(Region annotation items)
※ ※ ※
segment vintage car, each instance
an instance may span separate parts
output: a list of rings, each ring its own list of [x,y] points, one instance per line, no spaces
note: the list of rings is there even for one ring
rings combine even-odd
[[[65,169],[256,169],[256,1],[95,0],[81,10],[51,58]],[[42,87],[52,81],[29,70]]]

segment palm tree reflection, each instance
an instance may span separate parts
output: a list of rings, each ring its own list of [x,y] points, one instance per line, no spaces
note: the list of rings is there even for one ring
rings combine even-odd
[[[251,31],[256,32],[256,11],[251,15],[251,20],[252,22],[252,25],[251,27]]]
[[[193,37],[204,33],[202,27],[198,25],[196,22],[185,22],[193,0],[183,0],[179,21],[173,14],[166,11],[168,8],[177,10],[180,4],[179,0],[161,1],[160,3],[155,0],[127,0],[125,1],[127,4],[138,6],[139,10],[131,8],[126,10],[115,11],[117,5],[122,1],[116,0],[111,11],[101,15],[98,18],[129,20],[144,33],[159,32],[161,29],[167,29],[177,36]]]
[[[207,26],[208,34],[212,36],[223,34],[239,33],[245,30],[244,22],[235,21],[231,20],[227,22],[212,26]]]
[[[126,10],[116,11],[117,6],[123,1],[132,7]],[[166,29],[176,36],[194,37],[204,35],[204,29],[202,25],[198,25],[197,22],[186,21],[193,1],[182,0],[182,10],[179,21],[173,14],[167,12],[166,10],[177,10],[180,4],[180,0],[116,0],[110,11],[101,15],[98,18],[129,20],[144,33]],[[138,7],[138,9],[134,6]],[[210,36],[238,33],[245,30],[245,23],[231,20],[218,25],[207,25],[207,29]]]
※ ※ ※
▶ Do this:
Rewrite the lines above as a Markdown table with the columns Row and Line, numbering each row and leaving out blank lines.

▶ Solution to the problem:
| Row | Line |
|---|---|
| 1 | segment vintage car, each instance |
| 2 | an instance may span separate parts |
| 3 | output: a list of rings, each ring its own list of [x,y] points, one instance per line, no spaces |
| 4 | note: the list of rings is there even for one ring |
| 5 | rings combine even-odd |
| 6 | [[[65,169],[256,169],[256,1],[95,0],[81,10],[51,58]],[[42,87],[52,81],[29,70]]] |
| 7 | segment palm tree reflection, each instance |
| 8 | an instance may span separate parts |
| 9 | output: a list of rings, each ring its own list of [x,y] points, one instance per line, no spaces |
| 10 | note: the list of rings is there even for one ring |
| 11 | rings combine even-odd |
| 12 | [[[251,31],[256,32],[256,11],[251,15],[251,20],[252,22],[252,25],[251,27]]] |
| 13 | [[[193,37],[204,33],[202,27],[198,25],[196,22],[185,22],[193,0],[183,0],[179,21],[173,14],[166,11],[168,8],[177,10],[180,4],[179,0],[161,1],[160,3],[155,0],[127,0],[125,1],[127,4],[138,6],[139,10],[131,8],[126,10],[115,11],[117,5],[122,1],[116,0],[111,11],[101,15],[98,18],[129,20],[144,33],[159,32],[161,29],[167,29],[177,36]]] |
| 14 | [[[207,26],[208,34],[212,36],[223,34],[239,33],[245,30],[244,22],[235,21],[231,20],[227,22],[212,26]]] |
| 15 | [[[126,10],[116,11],[117,6],[123,1],[132,7]],[[166,29],[176,36],[194,37],[204,35],[204,29],[202,25],[198,25],[197,22],[186,21],[193,1],[182,0],[182,10],[179,21],[173,14],[167,12],[166,10],[177,10],[180,4],[180,0],[116,0],[110,11],[101,15],[98,18],[129,20],[144,33]],[[138,7],[138,9],[134,6]],[[210,36],[238,33],[245,30],[245,23],[231,20],[218,25],[207,25],[207,29]]] |